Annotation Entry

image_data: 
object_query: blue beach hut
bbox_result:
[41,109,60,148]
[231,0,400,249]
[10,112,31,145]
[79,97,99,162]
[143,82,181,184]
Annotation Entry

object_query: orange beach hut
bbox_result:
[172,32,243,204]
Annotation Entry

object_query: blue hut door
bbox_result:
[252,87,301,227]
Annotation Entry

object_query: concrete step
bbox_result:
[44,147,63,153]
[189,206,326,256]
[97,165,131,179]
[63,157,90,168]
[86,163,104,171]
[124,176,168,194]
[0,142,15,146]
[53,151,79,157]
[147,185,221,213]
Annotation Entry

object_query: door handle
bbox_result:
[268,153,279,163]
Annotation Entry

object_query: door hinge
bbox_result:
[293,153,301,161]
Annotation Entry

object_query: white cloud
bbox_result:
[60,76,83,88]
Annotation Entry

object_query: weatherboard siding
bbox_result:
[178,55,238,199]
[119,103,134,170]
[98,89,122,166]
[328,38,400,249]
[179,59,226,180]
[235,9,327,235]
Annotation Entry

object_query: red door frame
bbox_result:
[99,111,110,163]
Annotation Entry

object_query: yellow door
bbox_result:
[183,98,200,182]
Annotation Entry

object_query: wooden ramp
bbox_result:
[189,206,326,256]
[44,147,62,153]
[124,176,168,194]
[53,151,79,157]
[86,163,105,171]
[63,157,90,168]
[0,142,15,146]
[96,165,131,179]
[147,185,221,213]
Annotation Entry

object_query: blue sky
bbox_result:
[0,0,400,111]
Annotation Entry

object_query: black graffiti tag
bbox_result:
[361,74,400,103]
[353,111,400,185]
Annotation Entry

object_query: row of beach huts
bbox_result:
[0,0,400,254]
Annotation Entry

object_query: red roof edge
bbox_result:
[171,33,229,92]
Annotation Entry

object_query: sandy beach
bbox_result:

Stated goal: Show each line of the records above that contains the string "blue". Case matters.

Answer in full:
object_query: blue beach hut
object_query: blue hut door
object_query: blue sky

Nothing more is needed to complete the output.